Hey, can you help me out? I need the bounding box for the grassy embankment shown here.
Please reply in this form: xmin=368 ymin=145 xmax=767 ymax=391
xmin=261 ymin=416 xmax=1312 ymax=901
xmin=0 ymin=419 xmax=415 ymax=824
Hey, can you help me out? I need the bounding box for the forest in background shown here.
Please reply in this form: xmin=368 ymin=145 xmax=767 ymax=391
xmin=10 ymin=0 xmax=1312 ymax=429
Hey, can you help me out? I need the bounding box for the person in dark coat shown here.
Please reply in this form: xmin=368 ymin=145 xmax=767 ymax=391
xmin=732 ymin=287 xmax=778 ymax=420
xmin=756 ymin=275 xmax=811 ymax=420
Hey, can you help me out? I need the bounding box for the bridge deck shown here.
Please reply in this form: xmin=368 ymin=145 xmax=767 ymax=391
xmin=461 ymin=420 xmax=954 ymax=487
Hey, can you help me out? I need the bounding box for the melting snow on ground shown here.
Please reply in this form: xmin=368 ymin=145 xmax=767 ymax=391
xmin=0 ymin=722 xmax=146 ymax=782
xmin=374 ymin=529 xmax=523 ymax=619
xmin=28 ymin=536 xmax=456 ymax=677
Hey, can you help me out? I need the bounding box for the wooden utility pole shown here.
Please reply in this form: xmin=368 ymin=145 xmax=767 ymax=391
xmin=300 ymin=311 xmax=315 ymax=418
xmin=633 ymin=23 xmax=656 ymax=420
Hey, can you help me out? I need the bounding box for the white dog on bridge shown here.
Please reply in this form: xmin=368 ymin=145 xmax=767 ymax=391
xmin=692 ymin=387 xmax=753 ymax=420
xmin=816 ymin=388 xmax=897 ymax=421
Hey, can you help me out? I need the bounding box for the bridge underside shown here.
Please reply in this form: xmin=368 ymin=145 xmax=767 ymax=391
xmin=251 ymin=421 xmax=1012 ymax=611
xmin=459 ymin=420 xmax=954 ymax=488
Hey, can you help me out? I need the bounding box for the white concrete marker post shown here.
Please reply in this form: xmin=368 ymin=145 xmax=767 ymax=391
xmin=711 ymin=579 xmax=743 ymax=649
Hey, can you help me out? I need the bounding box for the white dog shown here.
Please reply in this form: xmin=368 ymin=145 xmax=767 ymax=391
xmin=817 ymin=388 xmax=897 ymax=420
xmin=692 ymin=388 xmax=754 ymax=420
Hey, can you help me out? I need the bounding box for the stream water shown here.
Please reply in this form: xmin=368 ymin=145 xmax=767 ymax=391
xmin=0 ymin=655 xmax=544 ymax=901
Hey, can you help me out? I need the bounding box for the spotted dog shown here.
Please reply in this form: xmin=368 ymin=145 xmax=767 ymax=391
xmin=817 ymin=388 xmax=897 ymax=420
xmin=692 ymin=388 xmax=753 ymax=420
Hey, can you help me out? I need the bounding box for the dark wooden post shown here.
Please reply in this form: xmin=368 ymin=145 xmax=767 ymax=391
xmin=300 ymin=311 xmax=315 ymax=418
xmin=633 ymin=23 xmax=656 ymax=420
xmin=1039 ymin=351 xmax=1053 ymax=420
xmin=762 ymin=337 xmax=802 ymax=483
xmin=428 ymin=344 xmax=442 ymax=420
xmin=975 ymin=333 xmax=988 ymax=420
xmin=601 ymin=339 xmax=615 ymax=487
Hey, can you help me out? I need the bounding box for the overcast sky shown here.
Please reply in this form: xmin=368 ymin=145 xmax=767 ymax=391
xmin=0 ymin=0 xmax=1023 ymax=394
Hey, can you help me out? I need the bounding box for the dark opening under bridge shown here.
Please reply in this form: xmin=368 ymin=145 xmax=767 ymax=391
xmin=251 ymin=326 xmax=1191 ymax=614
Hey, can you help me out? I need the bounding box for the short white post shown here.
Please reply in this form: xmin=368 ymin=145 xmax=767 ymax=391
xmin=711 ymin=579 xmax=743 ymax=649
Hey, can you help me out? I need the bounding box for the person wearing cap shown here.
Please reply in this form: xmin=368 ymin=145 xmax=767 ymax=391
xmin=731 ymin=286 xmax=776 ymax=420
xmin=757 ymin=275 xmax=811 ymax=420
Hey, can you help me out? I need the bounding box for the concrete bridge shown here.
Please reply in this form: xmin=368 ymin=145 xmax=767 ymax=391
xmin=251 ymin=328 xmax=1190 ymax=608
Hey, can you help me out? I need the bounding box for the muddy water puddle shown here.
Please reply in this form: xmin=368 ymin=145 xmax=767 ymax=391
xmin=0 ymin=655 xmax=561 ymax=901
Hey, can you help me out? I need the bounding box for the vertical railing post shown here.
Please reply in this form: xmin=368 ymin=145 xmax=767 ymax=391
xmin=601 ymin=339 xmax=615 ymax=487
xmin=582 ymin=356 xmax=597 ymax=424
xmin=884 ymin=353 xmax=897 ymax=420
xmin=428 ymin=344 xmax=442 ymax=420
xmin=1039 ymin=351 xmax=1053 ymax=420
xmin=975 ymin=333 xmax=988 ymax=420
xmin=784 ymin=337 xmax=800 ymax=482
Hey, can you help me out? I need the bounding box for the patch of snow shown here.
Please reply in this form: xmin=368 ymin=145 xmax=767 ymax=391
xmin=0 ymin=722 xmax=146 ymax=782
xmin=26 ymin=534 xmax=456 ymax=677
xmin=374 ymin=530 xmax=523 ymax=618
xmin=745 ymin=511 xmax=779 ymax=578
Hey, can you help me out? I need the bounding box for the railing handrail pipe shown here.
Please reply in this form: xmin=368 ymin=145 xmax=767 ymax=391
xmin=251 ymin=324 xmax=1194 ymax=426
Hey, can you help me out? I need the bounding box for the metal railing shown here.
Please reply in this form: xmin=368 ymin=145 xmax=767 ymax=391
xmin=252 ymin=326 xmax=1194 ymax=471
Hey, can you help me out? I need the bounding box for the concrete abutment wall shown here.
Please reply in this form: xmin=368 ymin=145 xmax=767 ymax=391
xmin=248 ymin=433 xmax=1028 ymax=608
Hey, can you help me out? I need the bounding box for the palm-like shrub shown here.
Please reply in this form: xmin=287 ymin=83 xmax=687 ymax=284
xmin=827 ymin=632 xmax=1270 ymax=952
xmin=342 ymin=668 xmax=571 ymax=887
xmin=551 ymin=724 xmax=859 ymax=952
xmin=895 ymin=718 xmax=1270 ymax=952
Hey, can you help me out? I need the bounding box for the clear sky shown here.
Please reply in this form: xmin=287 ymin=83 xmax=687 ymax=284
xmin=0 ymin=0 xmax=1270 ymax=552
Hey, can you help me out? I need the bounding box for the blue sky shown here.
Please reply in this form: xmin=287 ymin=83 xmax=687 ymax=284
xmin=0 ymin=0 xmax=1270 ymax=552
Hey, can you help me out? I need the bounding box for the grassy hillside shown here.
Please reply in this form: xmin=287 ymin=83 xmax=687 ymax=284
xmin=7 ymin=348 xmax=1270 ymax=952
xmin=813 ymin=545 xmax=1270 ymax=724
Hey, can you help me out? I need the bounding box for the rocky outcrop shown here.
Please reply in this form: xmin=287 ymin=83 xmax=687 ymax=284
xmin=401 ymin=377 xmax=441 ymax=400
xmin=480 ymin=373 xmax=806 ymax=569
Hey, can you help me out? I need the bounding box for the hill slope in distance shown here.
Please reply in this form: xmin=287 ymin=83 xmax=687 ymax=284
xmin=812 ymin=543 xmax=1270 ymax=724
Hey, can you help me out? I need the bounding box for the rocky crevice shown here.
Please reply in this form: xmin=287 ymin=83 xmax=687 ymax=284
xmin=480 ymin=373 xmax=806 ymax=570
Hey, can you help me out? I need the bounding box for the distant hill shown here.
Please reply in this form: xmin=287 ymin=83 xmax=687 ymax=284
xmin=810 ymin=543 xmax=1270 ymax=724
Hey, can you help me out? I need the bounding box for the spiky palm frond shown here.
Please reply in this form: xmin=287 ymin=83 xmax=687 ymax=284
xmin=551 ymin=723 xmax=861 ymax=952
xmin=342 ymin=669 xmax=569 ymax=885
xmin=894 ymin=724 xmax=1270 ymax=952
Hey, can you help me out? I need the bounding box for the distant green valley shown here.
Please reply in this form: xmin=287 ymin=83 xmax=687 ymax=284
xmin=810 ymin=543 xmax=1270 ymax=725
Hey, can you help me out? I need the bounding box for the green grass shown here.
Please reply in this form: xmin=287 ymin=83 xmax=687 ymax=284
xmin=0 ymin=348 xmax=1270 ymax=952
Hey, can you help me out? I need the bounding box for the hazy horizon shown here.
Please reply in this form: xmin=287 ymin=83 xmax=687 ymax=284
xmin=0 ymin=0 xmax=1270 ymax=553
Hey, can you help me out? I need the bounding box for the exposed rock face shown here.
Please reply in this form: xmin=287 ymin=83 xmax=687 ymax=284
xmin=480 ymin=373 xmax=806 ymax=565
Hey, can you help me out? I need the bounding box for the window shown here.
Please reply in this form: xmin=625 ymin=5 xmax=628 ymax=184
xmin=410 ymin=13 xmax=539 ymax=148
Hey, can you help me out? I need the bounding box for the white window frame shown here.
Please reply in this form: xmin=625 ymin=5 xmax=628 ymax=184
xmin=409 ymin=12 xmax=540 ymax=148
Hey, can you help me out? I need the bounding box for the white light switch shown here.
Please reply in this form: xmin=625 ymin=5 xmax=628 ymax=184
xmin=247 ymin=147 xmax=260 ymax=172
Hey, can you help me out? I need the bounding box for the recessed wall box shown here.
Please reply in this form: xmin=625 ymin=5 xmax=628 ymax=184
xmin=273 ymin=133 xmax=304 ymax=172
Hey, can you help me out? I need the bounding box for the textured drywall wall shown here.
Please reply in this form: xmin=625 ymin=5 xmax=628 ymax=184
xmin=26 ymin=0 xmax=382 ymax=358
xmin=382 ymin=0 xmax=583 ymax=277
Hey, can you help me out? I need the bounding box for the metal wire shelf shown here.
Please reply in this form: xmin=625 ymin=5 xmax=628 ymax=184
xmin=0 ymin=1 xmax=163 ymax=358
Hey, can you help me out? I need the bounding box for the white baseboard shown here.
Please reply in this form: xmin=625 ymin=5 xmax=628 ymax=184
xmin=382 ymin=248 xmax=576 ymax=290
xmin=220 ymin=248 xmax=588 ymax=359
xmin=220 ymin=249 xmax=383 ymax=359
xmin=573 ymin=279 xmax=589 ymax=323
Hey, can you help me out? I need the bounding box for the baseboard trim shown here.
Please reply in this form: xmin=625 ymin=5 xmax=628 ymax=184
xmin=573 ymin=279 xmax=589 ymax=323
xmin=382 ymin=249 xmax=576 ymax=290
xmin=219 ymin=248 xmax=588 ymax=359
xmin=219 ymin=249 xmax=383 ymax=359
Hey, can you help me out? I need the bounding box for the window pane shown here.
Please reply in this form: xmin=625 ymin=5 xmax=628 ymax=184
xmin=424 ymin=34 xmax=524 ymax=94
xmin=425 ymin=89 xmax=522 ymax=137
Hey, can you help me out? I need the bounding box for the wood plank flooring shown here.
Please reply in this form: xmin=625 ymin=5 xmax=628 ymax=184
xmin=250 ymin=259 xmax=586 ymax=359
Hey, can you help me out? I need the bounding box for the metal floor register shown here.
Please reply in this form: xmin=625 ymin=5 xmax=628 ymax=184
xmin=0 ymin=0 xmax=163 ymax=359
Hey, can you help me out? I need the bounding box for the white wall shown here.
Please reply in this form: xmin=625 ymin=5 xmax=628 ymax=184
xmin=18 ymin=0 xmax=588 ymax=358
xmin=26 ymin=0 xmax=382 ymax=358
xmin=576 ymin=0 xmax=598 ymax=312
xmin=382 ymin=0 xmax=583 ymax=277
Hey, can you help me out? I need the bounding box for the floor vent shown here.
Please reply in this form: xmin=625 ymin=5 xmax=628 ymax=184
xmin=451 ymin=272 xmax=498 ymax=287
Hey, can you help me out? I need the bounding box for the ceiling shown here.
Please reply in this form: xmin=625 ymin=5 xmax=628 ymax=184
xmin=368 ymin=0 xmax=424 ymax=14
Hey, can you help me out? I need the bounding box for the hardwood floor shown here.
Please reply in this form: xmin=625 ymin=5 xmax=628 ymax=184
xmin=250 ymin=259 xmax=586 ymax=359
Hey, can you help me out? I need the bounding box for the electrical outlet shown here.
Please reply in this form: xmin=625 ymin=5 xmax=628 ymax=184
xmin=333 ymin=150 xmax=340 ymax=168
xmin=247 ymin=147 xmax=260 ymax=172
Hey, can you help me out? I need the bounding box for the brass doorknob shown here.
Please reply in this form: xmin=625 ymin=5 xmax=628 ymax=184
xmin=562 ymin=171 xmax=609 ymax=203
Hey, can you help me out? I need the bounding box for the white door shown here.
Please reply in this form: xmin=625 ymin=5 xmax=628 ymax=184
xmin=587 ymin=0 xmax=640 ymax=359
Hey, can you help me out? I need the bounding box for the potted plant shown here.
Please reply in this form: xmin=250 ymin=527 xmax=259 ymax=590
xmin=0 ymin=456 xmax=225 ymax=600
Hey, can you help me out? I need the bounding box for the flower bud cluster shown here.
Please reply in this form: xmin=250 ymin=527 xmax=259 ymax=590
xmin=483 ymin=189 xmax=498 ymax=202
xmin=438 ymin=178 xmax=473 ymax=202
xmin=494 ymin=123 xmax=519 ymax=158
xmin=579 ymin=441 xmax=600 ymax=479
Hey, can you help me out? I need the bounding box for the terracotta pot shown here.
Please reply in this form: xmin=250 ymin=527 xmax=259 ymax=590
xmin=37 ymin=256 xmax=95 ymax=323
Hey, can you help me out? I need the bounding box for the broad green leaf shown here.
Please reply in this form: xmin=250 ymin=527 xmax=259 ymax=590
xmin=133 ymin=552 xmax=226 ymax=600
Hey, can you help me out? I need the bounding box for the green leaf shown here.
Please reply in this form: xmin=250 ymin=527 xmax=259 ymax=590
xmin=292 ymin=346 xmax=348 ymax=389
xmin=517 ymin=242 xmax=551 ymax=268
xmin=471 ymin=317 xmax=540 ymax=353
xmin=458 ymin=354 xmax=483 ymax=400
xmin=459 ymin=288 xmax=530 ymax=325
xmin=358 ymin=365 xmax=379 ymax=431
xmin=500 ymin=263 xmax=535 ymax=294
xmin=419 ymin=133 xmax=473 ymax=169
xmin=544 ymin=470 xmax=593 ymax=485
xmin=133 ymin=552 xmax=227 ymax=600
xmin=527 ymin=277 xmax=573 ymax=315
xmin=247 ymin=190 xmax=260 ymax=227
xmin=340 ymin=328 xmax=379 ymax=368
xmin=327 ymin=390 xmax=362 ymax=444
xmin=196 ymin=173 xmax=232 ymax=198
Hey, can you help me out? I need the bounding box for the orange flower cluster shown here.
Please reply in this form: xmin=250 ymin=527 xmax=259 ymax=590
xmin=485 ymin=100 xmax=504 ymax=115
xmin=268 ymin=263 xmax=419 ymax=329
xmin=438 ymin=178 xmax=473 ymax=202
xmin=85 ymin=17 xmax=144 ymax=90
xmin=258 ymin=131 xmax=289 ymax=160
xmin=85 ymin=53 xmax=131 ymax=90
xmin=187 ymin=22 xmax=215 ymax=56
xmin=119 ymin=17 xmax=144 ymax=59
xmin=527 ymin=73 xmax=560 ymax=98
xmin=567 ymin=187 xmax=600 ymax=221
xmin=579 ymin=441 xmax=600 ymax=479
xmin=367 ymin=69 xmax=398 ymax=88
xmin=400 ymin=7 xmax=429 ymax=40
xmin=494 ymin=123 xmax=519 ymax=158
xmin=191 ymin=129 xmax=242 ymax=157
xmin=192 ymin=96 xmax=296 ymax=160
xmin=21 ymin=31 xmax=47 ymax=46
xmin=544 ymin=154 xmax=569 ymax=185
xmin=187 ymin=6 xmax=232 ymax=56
◆ ◆ ◆
Task statement> Reproduce the stretch of the records above from the line containing "wooden post shown here." through the line containing "xmin=251 ymin=326 xmax=1191 ymax=614", replacing "overcast" with "cloudy" and leaving everything else unchanged.

Task solution>
Hey, can you help me out? I need the bounding box for the dark wooden post shown here.
Please reply in this form: xmin=368 ymin=145 xmax=767 ymax=391
xmin=300 ymin=311 xmax=315 ymax=418
xmin=633 ymin=23 xmax=656 ymax=420
xmin=1039 ymin=351 xmax=1053 ymax=420
xmin=762 ymin=337 xmax=802 ymax=483
xmin=428 ymin=344 xmax=442 ymax=420
xmin=975 ymin=333 xmax=988 ymax=420
xmin=601 ymin=339 xmax=615 ymax=487
Hey, can you help me out? I need the bounding box for the cloudy sky shown here.
Please reply in this form: xmin=368 ymin=145 xmax=767 ymax=391
xmin=0 ymin=0 xmax=1023 ymax=394
Hey, can you help me out? I need the bounding box for the dark opening under bridge shown here.
Please reply in this form: xmin=368 ymin=145 xmax=767 ymax=391
xmin=251 ymin=326 xmax=1191 ymax=614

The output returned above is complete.